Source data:
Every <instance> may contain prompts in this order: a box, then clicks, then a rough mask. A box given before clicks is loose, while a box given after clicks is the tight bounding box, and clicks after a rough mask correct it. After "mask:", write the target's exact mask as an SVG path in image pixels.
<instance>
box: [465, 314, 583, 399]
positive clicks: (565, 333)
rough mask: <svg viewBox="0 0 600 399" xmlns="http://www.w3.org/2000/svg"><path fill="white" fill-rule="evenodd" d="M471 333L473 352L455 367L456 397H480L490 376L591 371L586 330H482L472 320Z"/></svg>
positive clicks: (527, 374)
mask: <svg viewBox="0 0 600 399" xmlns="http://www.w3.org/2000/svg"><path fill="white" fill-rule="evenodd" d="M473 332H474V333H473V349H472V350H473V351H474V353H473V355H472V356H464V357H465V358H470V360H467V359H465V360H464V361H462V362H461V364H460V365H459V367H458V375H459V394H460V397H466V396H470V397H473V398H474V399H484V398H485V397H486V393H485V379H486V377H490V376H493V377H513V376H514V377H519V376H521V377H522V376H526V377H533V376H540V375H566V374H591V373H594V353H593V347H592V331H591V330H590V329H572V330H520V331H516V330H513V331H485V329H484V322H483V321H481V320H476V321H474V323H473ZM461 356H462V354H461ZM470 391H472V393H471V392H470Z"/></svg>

= What the exercise asks =
Can you give every line above again, exactly as written?

= Completed task =
Every <instance> may contain prompts in this order: a box, then clicks, then a rough mask. A box given before clicks is loose, while a box given after clicks is the tight bounding box, and clicks after a rough mask correct it. After "mask:", write the target's exact mask as an SVG path in image pixels.
<instance>
box: [465, 314, 583, 399]
positive clicks: (565, 333)
rough mask: <svg viewBox="0 0 600 399" xmlns="http://www.w3.org/2000/svg"><path fill="white" fill-rule="evenodd" d="M471 333L473 352L455 367L456 397H480L490 376L591 371L586 330H482L472 320Z"/></svg>
positive clicks: (527, 374)
mask: <svg viewBox="0 0 600 399" xmlns="http://www.w3.org/2000/svg"><path fill="white" fill-rule="evenodd" d="M473 332H474V333H473V349H472V350H473V351H474V353H473V355H472V356H464V357H465V358H470V360H467V359H465V360H464V361H462V362H461V364H460V365H459V367H458V375H459V394H460V397H466V396H470V397H473V398H474V399H484V398H485V397H486V393H485V379H486V377H490V376H493V377H513V376H514V377H519V376H521V377H522V376H526V377H533V376H540V375H566V374H591V373H594V353H593V347H592V331H591V330H590V329H572V330H520V331H516V330H513V331H485V329H484V322H483V321H481V320H476V321H474V323H473ZM461 356H462V354H461ZM470 391H472V393H471V392H470Z"/></svg>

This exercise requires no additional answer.